* **Exercices à résoudre**
#1 Dans l'extrait, quel livre de Milan Kundera est cité à propos d'insignifiance ?
#2 Reproduisez à l'identique le passage de l'extrait qui commence aux mots « Une époque ne » et qui s'arrête après les mots « un devoir fondamental. ».

* **Extrait à lire**
....

Une époque ne revendiquant que des »droits » sans voir que ceux-ci ne peuvent être que le revers des »devoirs ».
La limite est bien un devoir fondamental.
Cf. le »Rien de trop » des anciens …
Réinventer les lecture de cette expression :
»Un tant soit peu » ?
Et puis j’ai oublié qui a dit : »Ne pas laisser sa panse dépasser les limites de sa ceinture »
PS. A propos d’insignifiance voir le dernier livre de Milan Kundera : La fête de l’insignifiance
Ça me rappelle Jean-Claude Carrière, né dans la vigne audoise, racontant que chez eux, il n’y avait pas de poubelle – puisque pas de déchets non recyclables. On ne jetait même pas un vieux clou : « Mon père le redressait au marteau ! ».

....

* **Données fournies**
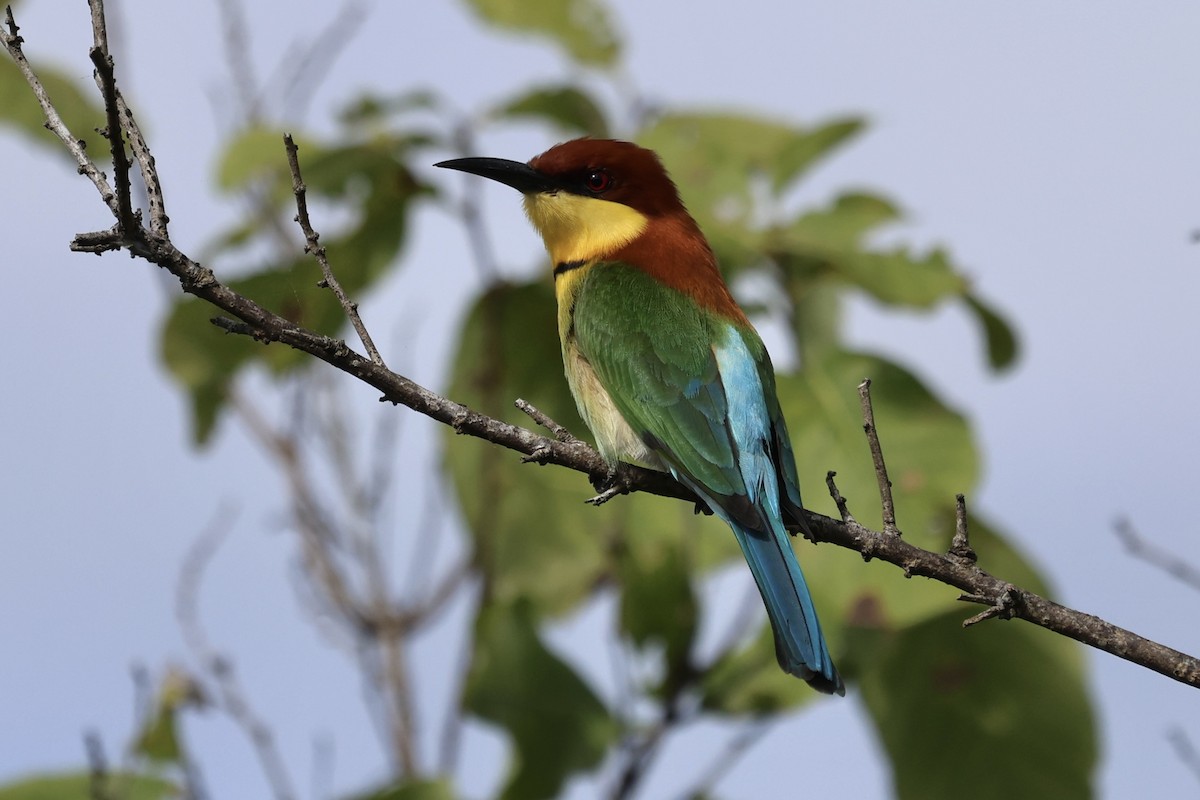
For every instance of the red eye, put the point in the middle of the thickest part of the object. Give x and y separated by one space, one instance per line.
598 181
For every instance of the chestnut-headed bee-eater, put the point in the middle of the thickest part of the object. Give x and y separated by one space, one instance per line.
665 367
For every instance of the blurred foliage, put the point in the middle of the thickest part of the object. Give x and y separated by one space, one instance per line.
82 785
997 710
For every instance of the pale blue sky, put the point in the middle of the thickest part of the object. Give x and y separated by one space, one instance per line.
1054 150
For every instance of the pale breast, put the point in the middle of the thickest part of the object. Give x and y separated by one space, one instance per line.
615 438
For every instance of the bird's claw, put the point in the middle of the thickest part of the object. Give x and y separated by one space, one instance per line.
610 486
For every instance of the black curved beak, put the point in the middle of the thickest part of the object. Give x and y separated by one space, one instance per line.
520 176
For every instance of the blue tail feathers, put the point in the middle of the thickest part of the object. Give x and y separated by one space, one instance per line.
799 644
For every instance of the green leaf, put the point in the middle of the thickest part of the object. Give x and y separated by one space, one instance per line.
832 242
658 606
418 789
77 786
159 739
375 185
930 451
840 226
930 456
747 680
567 107
581 28
803 151
21 110
251 156
1001 709
1000 336
557 723
723 162
533 533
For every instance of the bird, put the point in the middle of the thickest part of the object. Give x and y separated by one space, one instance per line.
664 365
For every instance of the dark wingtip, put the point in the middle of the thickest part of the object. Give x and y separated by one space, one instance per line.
826 684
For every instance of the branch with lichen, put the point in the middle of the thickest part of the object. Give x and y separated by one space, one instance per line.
243 316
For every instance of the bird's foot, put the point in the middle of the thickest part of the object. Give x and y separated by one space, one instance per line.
612 483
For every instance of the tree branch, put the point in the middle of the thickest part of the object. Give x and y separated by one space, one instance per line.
156 247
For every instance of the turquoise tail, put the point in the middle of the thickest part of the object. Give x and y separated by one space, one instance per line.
799 644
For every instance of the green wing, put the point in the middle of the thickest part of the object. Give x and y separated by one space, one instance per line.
653 350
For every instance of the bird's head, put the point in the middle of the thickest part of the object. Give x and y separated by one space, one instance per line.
587 198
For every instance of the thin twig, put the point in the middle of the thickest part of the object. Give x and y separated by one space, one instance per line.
317 250
838 500
960 546
106 79
97 767
733 751
219 666
1146 551
267 325
881 469
54 124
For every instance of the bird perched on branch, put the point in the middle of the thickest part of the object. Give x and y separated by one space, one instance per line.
664 365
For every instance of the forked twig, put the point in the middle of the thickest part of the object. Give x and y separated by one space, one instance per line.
313 246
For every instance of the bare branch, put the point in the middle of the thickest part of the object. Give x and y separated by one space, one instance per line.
881 469
1169 563
54 122
268 326
960 546
317 250
106 78
217 666
733 751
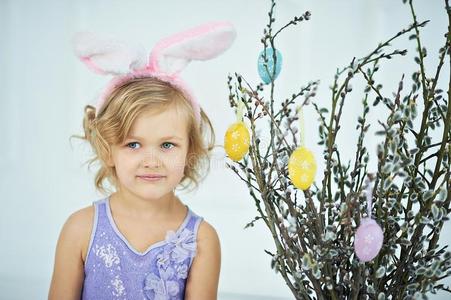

....

* **Corrigé des exercices**
#1 *La fête de l'insignifiance*, présenté comme son dernier livre.

#2
Une époque ne revendiquant que des »droits » sans voir que ceux-ci ne peuvent être que le revers des »devoirs ».
La limite est bien un devoir fondamental.